What to produce – Reproduce everything from the start of the data down to the line containing "POLYGON ((108 114, 90", substituting "wooden skiff" for every occurrence of "wooden rowboat" and leaving all else unchanged. Omit the pictures.

Information shown –
========================================

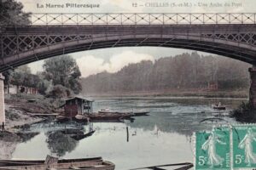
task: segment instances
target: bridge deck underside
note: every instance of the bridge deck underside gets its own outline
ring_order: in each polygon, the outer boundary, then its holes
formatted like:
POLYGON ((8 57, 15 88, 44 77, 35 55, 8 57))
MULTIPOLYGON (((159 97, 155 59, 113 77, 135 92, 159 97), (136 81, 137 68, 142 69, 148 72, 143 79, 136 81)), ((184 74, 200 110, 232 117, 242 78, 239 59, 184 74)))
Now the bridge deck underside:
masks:
POLYGON ((7 28, 0 71, 78 51, 154 46, 193 49, 256 63, 255 25, 52 26, 7 28))

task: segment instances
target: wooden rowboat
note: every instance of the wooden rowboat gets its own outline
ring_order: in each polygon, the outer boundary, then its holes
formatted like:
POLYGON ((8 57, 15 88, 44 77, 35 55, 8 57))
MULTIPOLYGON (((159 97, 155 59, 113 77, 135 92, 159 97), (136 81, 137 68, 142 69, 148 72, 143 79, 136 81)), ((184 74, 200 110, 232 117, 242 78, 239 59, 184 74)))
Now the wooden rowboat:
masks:
POLYGON ((132 116, 148 116, 148 111, 137 111, 137 112, 131 112, 132 116))
POLYGON ((114 164, 102 157, 62 159, 47 156, 46 160, 0 160, 0 170, 113 170, 114 164))
POLYGON ((108 114, 90 114, 88 115, 90 120, 119 120, 131 118, 131 114, 116 114, 116 113, 108 113, 108 114))

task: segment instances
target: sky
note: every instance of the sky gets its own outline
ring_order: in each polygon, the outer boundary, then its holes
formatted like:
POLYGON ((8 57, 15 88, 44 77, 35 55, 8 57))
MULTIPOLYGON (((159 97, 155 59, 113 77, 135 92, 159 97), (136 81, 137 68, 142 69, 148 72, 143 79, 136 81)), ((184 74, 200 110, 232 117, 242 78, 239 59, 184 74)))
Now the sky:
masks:
MULTIPOLYGON (((255 13, 255 0, 17 0, 24 5, 26 12, 32 13, 255 13), (189 7, 179 7, 189 4, 189 7), (99 8, 46 8, 47 4, 67 5, 99 4, 99 8), (137 3, 137 7, 134 7, 137 3), (168 7, 163 7, 168 3, 168 7), (176 4, 175 7, 171 4, 176 4), (212 5, 214 7, 212 7, 212 5), (172 7, 171 7, 172 6, 172 7), (39 8, 42 7, 42 8, 39 8)), ((190 50, 171 48, 113 48, 70 54, 79 66, 82 76, 107 71, 116 72, 122 67, 142 60, 174 56, 190 50), (90 65, 88 65, 90 64, 90 65)), ((201 54, 206 54, 200 53, 201 54)), ((44 61, 29 64, 32 71, 43 71, 44 61)))

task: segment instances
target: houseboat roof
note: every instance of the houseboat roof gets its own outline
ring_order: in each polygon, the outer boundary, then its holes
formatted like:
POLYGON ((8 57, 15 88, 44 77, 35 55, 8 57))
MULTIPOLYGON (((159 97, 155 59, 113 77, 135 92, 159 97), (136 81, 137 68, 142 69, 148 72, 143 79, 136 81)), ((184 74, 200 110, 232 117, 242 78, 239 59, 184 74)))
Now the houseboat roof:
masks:
POLYGON ((92 100, 92 99, 86 99, 86 98, 84 97, 84 96, 73 96, 73 97, 66 99, 64 99, 64 100, 65 100, 65 101, 68 101, 68 100, 72 100, 72 99, 83 99, 83 100, 85 100, 85 101, 90 101, 90 102, 93 102, 93 101, 94 101, 94 100, 92 100))

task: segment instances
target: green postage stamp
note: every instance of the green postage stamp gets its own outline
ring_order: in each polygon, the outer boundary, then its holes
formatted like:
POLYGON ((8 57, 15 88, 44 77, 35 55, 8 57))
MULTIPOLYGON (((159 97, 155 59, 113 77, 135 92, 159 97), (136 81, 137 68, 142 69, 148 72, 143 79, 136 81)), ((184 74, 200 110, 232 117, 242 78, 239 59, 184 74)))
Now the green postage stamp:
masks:
POLYGON ((256 169, 256 125, 232 128, 233 169, 256 169))
POLYGON ((195 166, 196 170, 256 169, 256 125, 195 133, 195 166))
POLYGON ((195 133, 195 169, 230 169, 230 135, 227 127, 195 133))

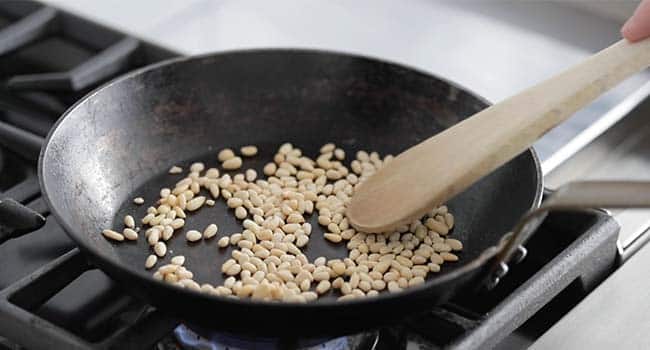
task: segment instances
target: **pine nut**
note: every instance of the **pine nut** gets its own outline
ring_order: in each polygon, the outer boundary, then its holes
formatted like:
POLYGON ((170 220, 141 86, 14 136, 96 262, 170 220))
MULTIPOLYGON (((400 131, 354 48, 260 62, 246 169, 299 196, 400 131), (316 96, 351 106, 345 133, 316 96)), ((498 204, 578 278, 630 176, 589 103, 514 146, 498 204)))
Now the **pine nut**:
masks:
POLYGON ((240 157, 233 157, 221 164, 221 166, 226 170, 235 170, 241 168, 242 159, 240 157))
POLYGON ((124 231, 122 231, 122 235, 129 241, 135 241, 138 239, 138 233, 130 228, 125 228, 124 231))
POLYGON ((330 283, 330 281, 322 280, 316 286, 316 292, 318 294, 324 294, 330 289, 331 286, 332 286, 332 284, 330 283))
POLYGON ((454 251, 463 250, 463 243, 457 239, 447 238, 445 239, 445 244, 451 247, 451 250, 454 251))
POLYGON ((447 245, 446 243, 434 243, 432 246, 433 250, 436 252, 450 252, 451 247, 447 245))
POLYGON ((435 231, 441 235, 446 235, 449 232, 447 225, 437 221, 435 219, 429 218, 424 223, 430 230, 435 231))
POLYGON ((332 243, 339 243, 341 242, 342 238, 340 235, 334 234, 334 233, 326 233, 323 235, 325 239, 332 243))
POLYGON ((225 248, 228 244, 230 244, 230 237, 228 236, 221 237, 219 238, 219 241, 217 241, 219 248, 225 248))
POLYGON ((131 215, 124 217, 124 226, 128 228, 135 228, 135 219, 131 215))
POLYGON ((219 159, 220 162, 225 162, 228 159, 232 159, 234 157, 235 157, 235 152, 233 152, 230 148, 222 149, 217 155, 217 159, 219 159))
POLYGON ((190 242, 196 242, 202 237, 201 232, 196 230, 189 230, 185 233, 185 238, 190 242))
POLYGON ((440 257, 445 261, 458 261, 458 256, 453 253, 442 252, 440 253, 440 257))
POLYGON ((182 255, 176 255, 171 259, 171 263, 178 266, 183 266, 185 264, 185 257, 182 255))
POLYGON ((219 230, 219 227, 217 227, 216 224, 210 224, 208 227, 205 228, 203 231, 203 238, 205 239, 210 239, 214 237, 217 234, 217 231, 219 230))
POLYGON ((185 226, 185 220, 184 219, 174 219, 172 222, 169 224, 174 230, 178 230, 179 228, 185 226))
MULTIPOLYGON (((234 198, 231 198, 234 199, 234 198)), ((239 220, 245 219, 246 216, 248 216, 248 212, 246 212, 246 209, 244 207, 237 207, 235 209, 235 217, 239 220)))
POLYGON ((201 162, 192 163, 192 165, 190 165, 190 172, 193 172, 193 173, 200 173, 204 169, 205 169, 205 164, 203 164, 201 162))
POLYGON ((187 202, 187 207, 186 209, 188 211, 195 211, 198 210, 203 206, 205 203, 205 197, 204 196, 198 196, 195 198, 192 198, 189 202, 187 202))
POLYGON ((156 265, 157 261, 158 261, 158 257, 151 254, 151 255, 149 255, 147 257, 147 260, 145 260, 144 267, 148 270, 148 269, 154 267, 154 265, 156 265))
POLYGON ((239 149, 241 154, 245 157, 252 157, 257 154, 257 147, 255 146, 244 146, 239 149))
POLYGON ((424 278, 422 277, 413 277, 409 280, 408 286, 413 287, 424 283, 424 278))
POLYGON ((156 255, 163 257, 167 253, 167 245, 164 242, 158 242, 153 246, 156 255))
POLYGON ((115 232, 113 230, 104 230, 102 231, 104 237, 112 239, 114 241, 123 241, 124 236, 121 233, 115 232))
POLYGON ((147 242, 149 243, 150 246, 154 246, 156 245, 156 243, 158 243, 159 240, 160 240, 160 230, 157 227, 154 227, 151 229, 151 231, 149 231, 149 235, 147 236, 147 242))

========================================

Solution for this problem –
task: segment instances
target: bridge deck underside
note: every instance of the bridge deck underside gets its own outline
ring_order: in each polygon, the outer boundary, then its holes
formatted like:
POLYGON ((8 57, 15 88, 44 77, 35 55, 8 57))
MULTIPOLYGON (((159 97, 155 59, 113 77, 135 92, 159 97), (136 81, 137 68, 142 69, 148 72, 143 79, 136 81)), ((184 74, 200 110, 232 117, 242 78, 239 59, 184 74)))
Now the bridge deck underside:
masks:
POLYGON ((7 28, 0 71, 78 51, 154 46, 193 49, 256 63, 255 25, 52 26, 7 28))

task: segment instances
target: wooden skiff
note: every instance of the wooden skiff gets its own outline
ring_order: in each polygon, the outer boundary, then its holes
formatted like:
POLYGON ((8 57, 15 88, 44 77, 35 55, 8 57))
MULTIPOLYGON (((159 97, 155 59, 113 77, 135 92, 159 97), (136 81, 137 68, 142 69, 148 72, 143 79, 136 81)), ((184 74, 200 110, 232 117, 242 78, 239 59, 184 74)))
Now the wooden skiff:
masks:
POLYGON ((132 116, 148 116, 148 111, 137 111, 137 112, 131 112, 132 116))
POLYGON ((114 164, 102 157, 62 159, 47 156, 46 160, 0 160, 0 170, 113 170, 114 164))
POLYGON ((108 114, 90 114, 88 115, 90 120, 119 120, 131 118, 131 114, 116 114, 116 113, 108 113, 108 114))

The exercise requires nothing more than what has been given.